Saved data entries
◆ ◆ ◆

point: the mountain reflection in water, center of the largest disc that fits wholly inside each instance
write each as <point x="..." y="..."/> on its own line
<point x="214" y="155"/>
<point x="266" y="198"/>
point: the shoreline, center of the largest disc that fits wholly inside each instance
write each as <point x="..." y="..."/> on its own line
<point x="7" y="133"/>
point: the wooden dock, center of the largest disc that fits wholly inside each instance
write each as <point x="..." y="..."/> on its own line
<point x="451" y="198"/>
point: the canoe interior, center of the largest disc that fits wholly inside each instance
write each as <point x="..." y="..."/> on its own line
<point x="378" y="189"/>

◆ ◆ ◆

--- EXERCISE BRIEF ---
Word for word, repeat each entry shown above.

--- RESULT OF THIS TASK ---
point: the mountain reflection in water, center of the largest disc that fits wholly inside each instance
write each as <point x="..." y="..."/> on its own line
<point x="214" y="155"/>
<point x="266" y="198"/>
point: the shoreline, center of the largest disc that fits wholly inside each instance
write each as <point x="..." y="..."/> on its own line
<point x="7" y="133"/>
point: the wooden dock, center of the largest disc that fits wholly inside each instance
write each as <point x="..." y="..."/> on its own line
<point x="451" y="198"/>
point: the canoe interior, center of the largest disc that fits wholly inside each instance
write each as <point x="..." y="..."/> on its own line
<point x="378" y="189"/>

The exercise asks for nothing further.